*PROMPT:* Whichever lines of the entries hold the word "right" should be identified and copied.

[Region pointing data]
============

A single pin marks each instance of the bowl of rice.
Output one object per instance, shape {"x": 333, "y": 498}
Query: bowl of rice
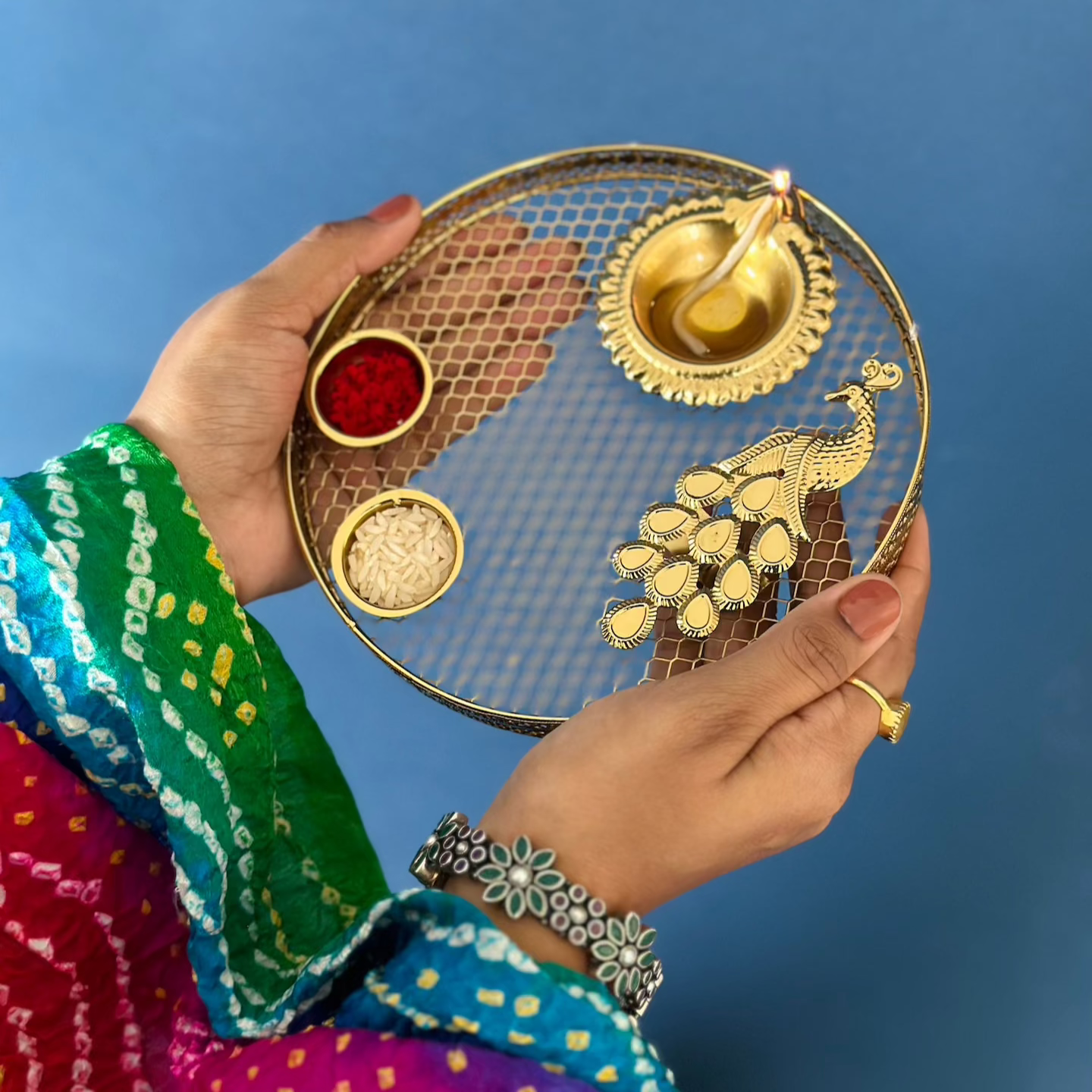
{"x": 397, "y": 553}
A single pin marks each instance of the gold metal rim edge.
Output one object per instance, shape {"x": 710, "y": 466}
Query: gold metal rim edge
{"x": 529, "y": 724}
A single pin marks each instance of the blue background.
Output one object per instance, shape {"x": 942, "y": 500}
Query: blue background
{"x": 940, "y": 936}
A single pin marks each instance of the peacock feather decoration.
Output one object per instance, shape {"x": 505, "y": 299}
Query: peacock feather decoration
{"x": 689, "y": 553}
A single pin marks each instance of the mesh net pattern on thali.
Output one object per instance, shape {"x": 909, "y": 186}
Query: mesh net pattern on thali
{"x": 548, "y": 454}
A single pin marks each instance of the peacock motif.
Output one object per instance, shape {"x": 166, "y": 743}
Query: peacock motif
{"x": 690, "y": 553}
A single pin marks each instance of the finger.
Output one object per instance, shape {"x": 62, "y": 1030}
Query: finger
{"x": 831, "y": 734}
{"x": 811, "y": 653}
{"x": 300, "y": 285}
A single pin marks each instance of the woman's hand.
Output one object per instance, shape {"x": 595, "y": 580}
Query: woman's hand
{"x": 222, "y": 397}
{"x": 653, "y": 792}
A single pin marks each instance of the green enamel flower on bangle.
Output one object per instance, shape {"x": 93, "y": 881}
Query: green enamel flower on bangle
{"x": 623, "y": 955}
{"x": 520, "y": 879}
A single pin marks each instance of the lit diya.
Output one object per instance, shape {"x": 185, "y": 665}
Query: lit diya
{"x": 717, "y": 298}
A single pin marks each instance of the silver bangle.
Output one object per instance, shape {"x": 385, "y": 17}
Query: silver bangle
{"x": 523, "y": 879}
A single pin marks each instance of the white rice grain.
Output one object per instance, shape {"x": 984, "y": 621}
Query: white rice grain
{"x": 401, "y": 556}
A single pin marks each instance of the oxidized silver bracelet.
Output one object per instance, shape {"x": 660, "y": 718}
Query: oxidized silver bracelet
{"x": 523, "y": 879}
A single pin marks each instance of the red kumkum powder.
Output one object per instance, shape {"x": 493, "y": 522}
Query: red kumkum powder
{"x": 370, "y": 388}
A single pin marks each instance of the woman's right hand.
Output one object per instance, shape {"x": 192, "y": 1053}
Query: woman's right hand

============

*TASK OUTPUT:*
A single pin marks each instance of the woman's right hand.
Query: woman's right hand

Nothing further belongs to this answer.